• _Opdrachten_:
[1] Beantwoord deze vragen over de recensie:
(a) Waar ontmoeten de man en de vrouw elkaar opnieuw?
(b) Wat draagt de grootmoeder?
(c) Welke nationaliteit heeft Jon Fosse volgens de recensie?
[2] Kopieer uit de recensie letterlijk het stuk tussen "Na een lange" en "Heeft een zoon.", beide inbegrepen.
[3] Schrijf alle Franstalige titels, namen en zinnen uit de recensie over, elk op een eigen regel.

• _Aangehaalde tekst_:
--

Guido Lauwaert

Theater: Rêve d’automne, Théâtre de la ville

Guido Lauwaert Opiniemaker

Een indrukwekkende kennismaking met de vrij onbekende Noorse theaterauteur Jon Fosse. Met dank aan DeSingel.

Een man en een vrouw.

Leeftijdsverschil één generatie.

Ze hebben ooit wat met elkaar gehad.

Ze ontmoeten elkaar opnieuw.

Op de begrafenis van de grootmoeder van de man.

Plaats: het kerkhof.

Op de achtergrond doolt de grootmoeder.

In de typische kledij van een rusthuis.

Nonchalant. Nachtkleed en lichte kamerjas.

Na een lange aftastende periode raken ze aan de praat.

Schoorvoetend. Korte zinnen. Lange stiltes.

Emoties koel en kaal. Suggestie van verbondenheid.

Hun verhouding ontbladert.

Zij is alleen. Hij is, nog steeds, getrouwd. Heeft een zoon.

En ouders. Die een voor een verschijnen.

Zich gaandeweg mengen in het gesprek.

Relaties raken verstrengeld. Een kluwen.

Verleden en toekomst gaan op in het heden.

Langzaam wordt een beeld scherp.

‘Ils viennent rechercher leurs bonbons.’

Weggestopt in droom en daad van het bestaan.

De opstaande diagonalen van een gelijkzijdige driehoek.

Liefde en dood. Droom en daad. Elkaar raken.

Eén eenheid. Die verdort. Telkens opnieuw. In de herfst.

Wanneer het sterven begint en de liefde versteend.

Enkel details overblijven. Die geen details bleken te zijn.

Rivierbeddingen. Eens wild en warm. Nu koud en kaal.

En toch. Toch is er dat bestaan. Dat geweest is.

Om dood te kunnen gaan. – En de liefde?

Geen vraag over de liefde heeft een antwoord.

Heeft enkel een omcirkelende beweging.

Die de vraag verstikt.

Een zin die de zin van het bestaan verklaart.

Voor Jon Fosse. De auteur:

‘Misschien is het de liefde die de doden verlost.’

Misschien. L’amour c’est la vie de la mort.

--

• _Uittreksels lijst_:
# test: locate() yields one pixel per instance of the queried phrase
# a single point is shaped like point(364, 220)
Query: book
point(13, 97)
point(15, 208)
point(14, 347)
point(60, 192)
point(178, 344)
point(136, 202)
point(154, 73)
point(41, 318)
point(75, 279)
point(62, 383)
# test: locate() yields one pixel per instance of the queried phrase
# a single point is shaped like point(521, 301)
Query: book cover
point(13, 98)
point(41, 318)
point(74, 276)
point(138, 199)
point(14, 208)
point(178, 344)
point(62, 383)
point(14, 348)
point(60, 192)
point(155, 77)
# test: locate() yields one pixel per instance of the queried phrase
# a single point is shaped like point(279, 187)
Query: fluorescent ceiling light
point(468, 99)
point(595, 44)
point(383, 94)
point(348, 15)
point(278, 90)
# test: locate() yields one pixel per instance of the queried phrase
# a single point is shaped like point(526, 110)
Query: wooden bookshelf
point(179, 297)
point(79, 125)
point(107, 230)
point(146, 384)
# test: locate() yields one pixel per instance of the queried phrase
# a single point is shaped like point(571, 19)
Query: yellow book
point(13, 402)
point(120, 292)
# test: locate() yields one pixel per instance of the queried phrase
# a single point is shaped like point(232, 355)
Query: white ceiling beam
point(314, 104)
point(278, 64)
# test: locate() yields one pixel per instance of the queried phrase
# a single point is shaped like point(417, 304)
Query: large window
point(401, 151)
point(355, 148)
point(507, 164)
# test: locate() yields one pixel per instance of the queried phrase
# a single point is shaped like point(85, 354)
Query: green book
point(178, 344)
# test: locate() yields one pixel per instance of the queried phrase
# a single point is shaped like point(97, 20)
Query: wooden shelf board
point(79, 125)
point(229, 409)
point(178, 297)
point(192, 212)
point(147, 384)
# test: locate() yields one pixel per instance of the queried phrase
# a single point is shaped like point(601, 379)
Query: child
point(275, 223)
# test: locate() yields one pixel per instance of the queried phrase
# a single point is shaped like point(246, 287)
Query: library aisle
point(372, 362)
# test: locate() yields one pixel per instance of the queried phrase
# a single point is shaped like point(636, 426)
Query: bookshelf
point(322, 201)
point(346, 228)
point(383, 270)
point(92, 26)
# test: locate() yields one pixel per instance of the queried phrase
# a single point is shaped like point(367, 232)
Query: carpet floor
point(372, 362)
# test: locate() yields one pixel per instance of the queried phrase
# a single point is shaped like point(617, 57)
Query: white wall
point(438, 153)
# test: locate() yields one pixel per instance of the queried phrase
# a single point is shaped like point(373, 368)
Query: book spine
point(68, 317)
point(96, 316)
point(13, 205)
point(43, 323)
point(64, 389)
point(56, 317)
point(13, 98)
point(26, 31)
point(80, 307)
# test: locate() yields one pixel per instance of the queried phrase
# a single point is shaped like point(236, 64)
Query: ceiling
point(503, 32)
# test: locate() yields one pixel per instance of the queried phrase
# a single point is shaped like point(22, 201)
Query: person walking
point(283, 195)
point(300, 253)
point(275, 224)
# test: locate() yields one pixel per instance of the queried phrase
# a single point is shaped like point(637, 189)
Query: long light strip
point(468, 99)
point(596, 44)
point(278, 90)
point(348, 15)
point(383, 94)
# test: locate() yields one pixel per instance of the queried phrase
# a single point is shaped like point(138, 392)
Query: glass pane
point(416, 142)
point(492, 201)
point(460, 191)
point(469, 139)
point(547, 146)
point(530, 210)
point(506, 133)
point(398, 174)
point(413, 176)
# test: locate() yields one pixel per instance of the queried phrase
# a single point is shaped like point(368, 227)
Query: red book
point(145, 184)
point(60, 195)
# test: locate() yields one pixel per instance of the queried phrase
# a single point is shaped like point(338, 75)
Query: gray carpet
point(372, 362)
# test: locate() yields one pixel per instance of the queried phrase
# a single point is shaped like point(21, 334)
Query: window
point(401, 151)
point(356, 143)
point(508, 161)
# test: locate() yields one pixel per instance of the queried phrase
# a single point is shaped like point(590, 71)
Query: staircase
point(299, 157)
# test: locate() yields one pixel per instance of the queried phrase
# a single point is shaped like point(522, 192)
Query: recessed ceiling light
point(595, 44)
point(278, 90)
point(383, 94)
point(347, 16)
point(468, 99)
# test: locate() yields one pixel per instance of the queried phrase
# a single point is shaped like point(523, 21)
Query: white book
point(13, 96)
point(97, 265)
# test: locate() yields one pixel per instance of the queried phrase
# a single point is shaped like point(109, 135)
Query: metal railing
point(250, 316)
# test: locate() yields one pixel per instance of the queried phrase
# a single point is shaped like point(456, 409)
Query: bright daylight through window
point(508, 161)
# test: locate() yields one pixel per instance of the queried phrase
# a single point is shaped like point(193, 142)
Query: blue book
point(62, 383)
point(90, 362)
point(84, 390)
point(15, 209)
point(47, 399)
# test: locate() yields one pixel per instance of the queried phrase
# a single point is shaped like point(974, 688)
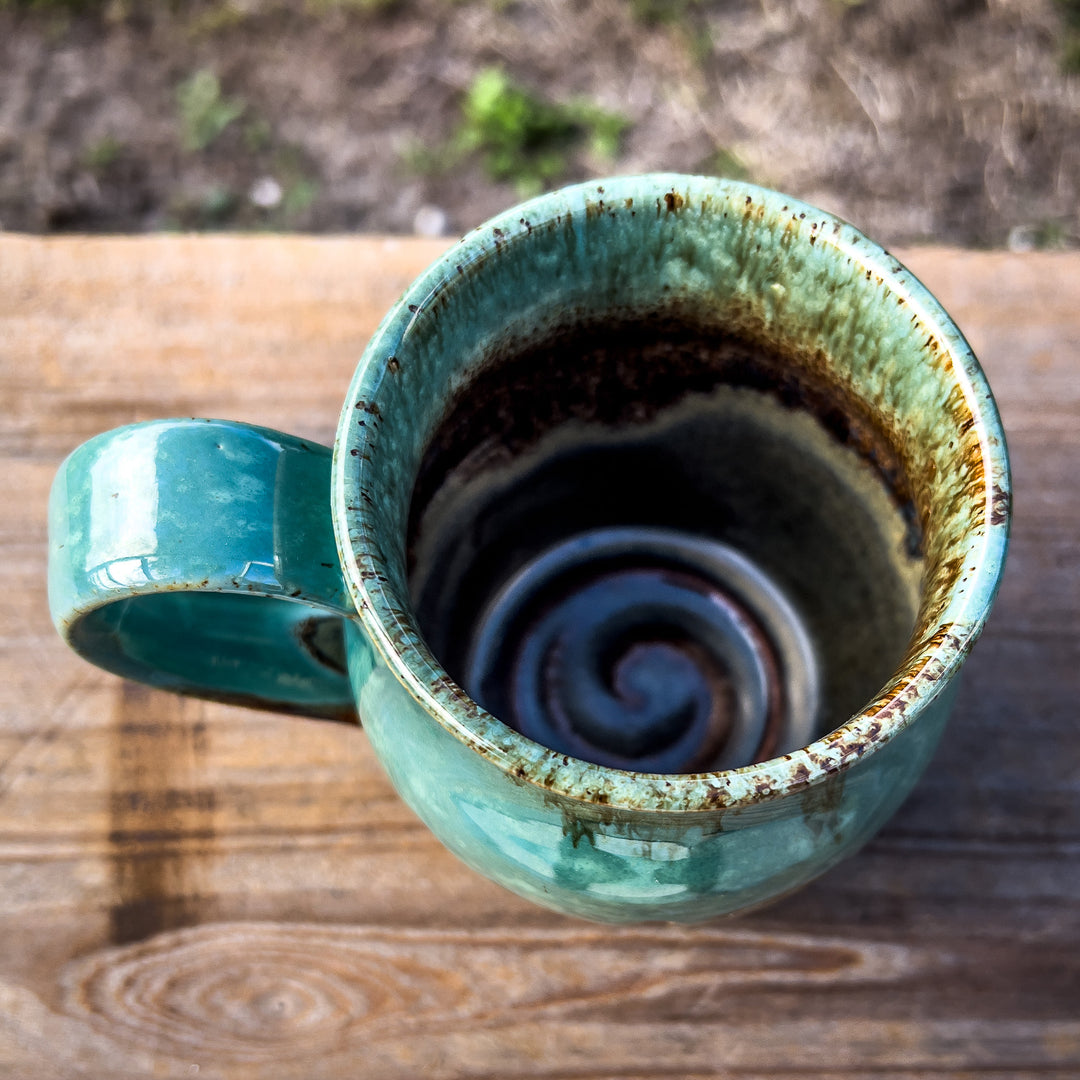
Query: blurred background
point(952, 121)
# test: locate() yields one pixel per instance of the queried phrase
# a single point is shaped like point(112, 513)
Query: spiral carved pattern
point(647, 649)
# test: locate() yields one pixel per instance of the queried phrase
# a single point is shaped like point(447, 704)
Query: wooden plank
point(186, 885)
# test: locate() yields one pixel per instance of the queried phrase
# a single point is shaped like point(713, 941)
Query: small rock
point(266, 192)
point(430, 221)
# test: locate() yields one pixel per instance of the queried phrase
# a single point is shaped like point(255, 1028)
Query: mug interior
point(824, 356)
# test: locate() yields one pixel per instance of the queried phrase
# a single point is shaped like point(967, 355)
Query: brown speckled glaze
point(851, 322)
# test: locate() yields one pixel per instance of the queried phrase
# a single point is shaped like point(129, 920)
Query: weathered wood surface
point(190, 889)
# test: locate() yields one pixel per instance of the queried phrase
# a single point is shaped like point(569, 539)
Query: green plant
point(524, 138)
point(204, 111)
point(1069, 43)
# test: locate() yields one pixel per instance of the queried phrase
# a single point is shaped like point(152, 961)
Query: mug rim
point(913, 685)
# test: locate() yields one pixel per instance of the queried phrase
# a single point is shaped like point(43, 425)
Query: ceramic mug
point(661, 516)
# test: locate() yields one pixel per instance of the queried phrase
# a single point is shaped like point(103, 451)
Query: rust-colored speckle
point(1000, 504)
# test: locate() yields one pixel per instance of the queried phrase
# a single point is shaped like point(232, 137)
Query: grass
point(521, 137)
point(1069, 43)
point(204, 111)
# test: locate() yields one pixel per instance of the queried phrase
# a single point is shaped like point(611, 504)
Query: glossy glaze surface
point(198, 555)
point(783, 274)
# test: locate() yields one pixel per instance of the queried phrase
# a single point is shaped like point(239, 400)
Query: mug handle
point(199, 556)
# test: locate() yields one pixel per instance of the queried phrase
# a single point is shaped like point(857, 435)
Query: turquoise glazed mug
point(661, 516)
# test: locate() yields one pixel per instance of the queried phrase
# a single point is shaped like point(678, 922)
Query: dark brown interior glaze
point(665, 422)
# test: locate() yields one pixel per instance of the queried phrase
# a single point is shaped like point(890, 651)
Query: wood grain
point(191, 889)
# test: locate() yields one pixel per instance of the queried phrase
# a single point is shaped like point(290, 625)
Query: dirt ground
point(945, 120)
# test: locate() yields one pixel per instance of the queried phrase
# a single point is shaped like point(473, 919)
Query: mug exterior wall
point(624, 865)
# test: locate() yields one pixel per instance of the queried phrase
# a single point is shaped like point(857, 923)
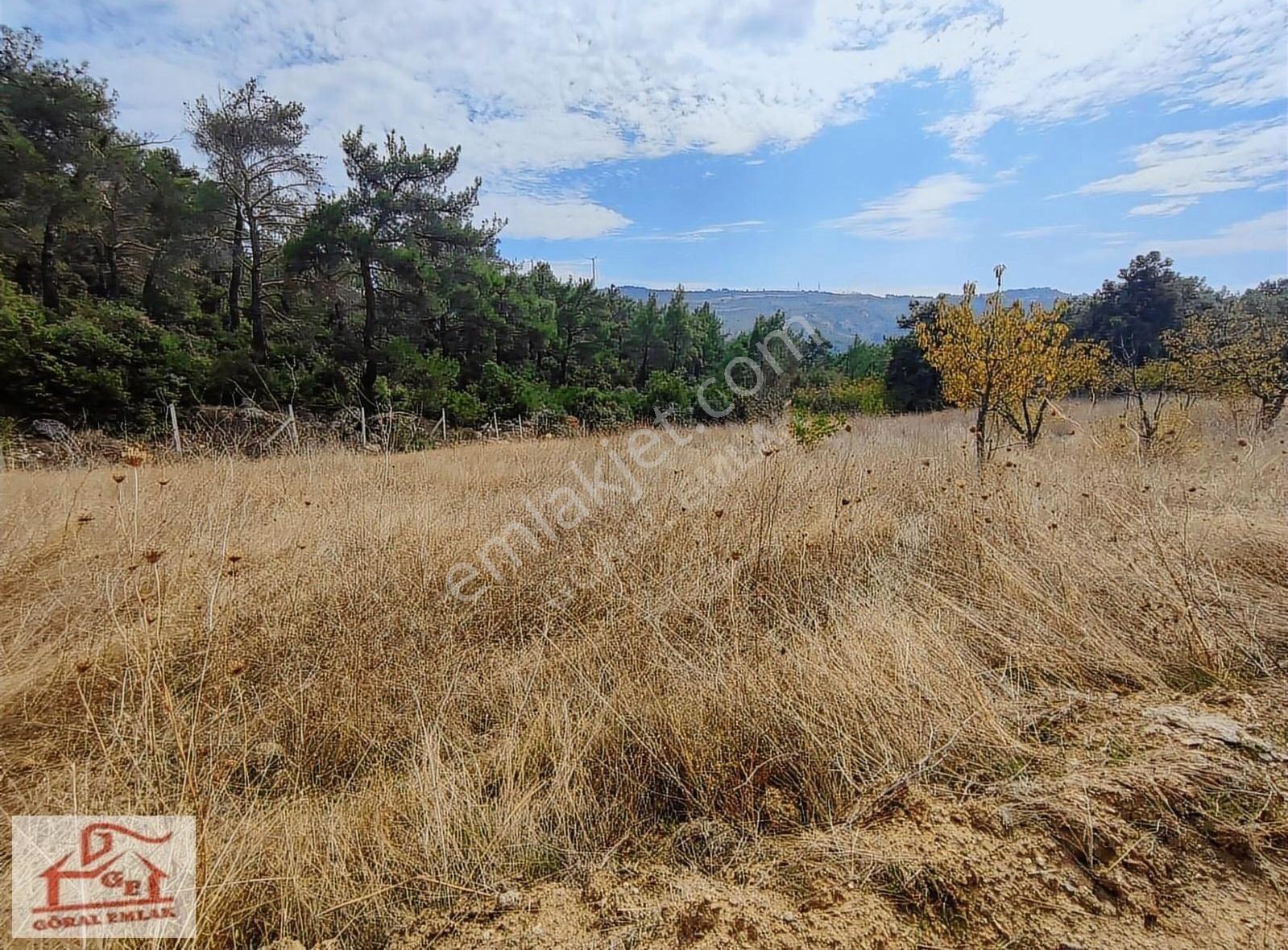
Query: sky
point(879, 146)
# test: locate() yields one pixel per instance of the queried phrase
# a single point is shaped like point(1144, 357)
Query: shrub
point(669, 393)
point(864, 397)
point(812, 428)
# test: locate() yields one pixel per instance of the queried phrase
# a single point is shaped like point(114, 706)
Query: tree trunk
point(258, 335)
point(234, 279)
point(151, 279)
point(980, 423)
point(369, 333)
point(1270, 410)
point(48, 282)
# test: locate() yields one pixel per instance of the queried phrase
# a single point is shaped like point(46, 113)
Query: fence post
point(174, 427)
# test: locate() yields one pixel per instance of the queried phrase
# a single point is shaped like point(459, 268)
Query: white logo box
point(105, 876)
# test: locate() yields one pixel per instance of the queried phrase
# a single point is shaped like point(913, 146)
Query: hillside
point(840, 317)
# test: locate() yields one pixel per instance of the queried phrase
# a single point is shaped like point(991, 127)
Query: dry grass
point(267, 645)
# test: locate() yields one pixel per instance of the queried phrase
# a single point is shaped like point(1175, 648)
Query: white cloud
point(553, 218)
point(696, 234)
point(589, 81)
point(1169, 208)
point(1184, 165)
point(1265, 233)
point(920, 212)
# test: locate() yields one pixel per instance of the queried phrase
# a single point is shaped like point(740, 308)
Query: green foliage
point(666, 391)
point(911, 382)
point(129, 279)
point(597, 407)
point(103, 363)
point(864, 359)
point(809, 428)
point(862, 397)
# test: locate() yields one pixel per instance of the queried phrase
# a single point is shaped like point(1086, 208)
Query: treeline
point(129, 281)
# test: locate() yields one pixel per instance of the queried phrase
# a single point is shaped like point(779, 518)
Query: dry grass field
point(859, 696)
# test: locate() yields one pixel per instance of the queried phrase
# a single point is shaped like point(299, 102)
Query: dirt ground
point(1149, 825)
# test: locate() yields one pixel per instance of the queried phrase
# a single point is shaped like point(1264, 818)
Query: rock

--

• _Uitwerking_:
[1]
(a) Op de begrafenis van de grootmoeder van de man, op het kerkhof.
(b) Een nachtkleed en een lichte kamerjas.
(c) Hij is Noors.

[2]
Na een lange aftastende periode raken ze aan de praat.

Schoorvoetend. Korte zinnen. Lange stiltes.

Emoties koel en kaal. Suggestie van verbondenheid.

Hun verhouding ontbladert.

Zij is alleen. Hij is, nog steeds, getrouwd. Heeft een zoon.

[3]
Rêve d’automne
Théâtre de la ville
Ils viennent rechercher leurs bonbons.
L’amour c’est la vie de la mort.